> **Problem requirements**: Only the lines from the one containing "negative clicks: (117, 33) (115, 11)" through the last line below should be written out, exactly and with both ends kept.

> **Stored data**:
-- Opening Marker --
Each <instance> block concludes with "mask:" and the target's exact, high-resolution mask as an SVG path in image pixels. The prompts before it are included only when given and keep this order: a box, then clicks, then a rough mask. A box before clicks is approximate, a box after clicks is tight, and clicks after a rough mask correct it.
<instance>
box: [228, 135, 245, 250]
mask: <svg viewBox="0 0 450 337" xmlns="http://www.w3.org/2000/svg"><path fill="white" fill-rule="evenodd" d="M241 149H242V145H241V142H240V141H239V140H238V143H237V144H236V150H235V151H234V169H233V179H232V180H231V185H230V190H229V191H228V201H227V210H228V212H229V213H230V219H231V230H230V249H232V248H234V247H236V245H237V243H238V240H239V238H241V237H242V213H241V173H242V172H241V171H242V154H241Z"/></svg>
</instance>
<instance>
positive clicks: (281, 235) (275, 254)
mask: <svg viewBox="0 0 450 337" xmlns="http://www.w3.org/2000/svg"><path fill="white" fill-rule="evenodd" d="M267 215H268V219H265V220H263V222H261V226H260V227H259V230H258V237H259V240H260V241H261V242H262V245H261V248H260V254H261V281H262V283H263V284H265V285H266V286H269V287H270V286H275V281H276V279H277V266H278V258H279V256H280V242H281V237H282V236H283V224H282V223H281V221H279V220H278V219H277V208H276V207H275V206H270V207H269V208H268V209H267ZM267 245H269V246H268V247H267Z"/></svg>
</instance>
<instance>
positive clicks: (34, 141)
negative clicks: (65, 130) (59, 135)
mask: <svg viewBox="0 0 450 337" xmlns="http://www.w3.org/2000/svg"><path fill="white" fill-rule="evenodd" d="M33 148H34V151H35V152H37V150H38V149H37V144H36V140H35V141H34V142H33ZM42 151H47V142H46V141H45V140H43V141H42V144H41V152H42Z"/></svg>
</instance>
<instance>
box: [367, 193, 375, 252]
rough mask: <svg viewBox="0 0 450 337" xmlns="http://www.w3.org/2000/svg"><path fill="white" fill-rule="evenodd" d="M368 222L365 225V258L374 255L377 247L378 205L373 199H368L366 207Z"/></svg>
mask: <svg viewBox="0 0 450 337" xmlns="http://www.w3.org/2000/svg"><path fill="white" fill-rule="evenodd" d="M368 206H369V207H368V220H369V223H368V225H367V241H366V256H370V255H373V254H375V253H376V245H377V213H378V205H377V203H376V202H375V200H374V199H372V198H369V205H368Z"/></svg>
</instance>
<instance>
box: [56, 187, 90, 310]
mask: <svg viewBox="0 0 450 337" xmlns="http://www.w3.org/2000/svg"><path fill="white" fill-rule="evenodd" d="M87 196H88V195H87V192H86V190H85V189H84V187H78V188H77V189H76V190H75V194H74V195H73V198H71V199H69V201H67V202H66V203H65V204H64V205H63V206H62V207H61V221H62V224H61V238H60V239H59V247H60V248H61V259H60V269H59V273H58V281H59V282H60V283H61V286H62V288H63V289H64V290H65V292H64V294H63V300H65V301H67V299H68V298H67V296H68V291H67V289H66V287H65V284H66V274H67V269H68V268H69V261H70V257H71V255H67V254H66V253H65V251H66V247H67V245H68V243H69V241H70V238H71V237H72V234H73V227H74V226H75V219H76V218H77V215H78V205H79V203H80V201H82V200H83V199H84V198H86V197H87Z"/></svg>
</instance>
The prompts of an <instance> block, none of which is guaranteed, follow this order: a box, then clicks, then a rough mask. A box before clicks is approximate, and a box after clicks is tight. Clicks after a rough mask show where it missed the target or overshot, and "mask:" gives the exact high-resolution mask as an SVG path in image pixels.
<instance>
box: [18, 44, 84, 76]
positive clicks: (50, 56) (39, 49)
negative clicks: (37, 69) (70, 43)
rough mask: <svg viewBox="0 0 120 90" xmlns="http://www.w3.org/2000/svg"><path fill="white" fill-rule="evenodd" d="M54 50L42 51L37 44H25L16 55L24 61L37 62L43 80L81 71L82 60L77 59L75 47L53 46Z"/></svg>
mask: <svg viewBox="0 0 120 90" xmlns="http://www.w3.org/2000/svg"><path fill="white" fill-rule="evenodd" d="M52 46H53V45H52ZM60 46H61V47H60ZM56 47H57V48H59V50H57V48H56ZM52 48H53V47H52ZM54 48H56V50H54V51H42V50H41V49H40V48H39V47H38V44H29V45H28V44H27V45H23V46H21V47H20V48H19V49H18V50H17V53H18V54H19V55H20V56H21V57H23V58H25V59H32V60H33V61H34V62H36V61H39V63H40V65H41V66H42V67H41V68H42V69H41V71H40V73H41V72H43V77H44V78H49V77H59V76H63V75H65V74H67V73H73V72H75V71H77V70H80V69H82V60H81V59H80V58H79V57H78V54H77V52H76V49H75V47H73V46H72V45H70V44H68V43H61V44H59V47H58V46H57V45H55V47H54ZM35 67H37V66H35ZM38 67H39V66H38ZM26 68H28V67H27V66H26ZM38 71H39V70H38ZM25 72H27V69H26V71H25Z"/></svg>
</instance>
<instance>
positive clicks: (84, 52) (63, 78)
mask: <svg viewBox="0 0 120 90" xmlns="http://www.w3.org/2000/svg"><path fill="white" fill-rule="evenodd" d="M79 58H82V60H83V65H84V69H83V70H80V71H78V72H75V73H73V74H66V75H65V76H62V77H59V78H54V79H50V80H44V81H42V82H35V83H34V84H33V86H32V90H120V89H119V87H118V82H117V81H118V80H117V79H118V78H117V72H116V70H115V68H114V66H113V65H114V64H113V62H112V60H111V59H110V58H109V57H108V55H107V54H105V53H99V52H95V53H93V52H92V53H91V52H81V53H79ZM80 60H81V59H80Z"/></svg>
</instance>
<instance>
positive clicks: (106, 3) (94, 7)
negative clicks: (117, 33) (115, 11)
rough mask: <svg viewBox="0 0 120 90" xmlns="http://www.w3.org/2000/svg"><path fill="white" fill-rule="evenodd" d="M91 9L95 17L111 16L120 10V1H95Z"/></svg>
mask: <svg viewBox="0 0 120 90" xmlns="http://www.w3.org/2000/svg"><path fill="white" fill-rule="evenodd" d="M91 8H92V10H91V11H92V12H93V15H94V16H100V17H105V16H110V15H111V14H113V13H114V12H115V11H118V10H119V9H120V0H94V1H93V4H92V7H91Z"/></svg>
-- Closing Marker --
> **Answer section**:
negative clicks: (117, 33) (115, 11)
rough mask: <svg viewBox="0 0 120 90" xmlns="http://www.w3.org/2000/svg"><path fill="white" fill-rule="evenodd" d="M91 9L95 17L111 16L120 10V1H95Z"/></svg>
mask: <svg viewBox="0 0 120 90" xmlns="http://www.w3.org/2000/svg"><path fill="white" fill-rule="evenodd" d="M91 8H92V10H91V11H92V12H93V15H94V16H100V17H105V16H110V15H111V14H113V13H114V12H115V11H118V10H119V9H120V0H94V1H93V4H92V7H91Z"/></svg>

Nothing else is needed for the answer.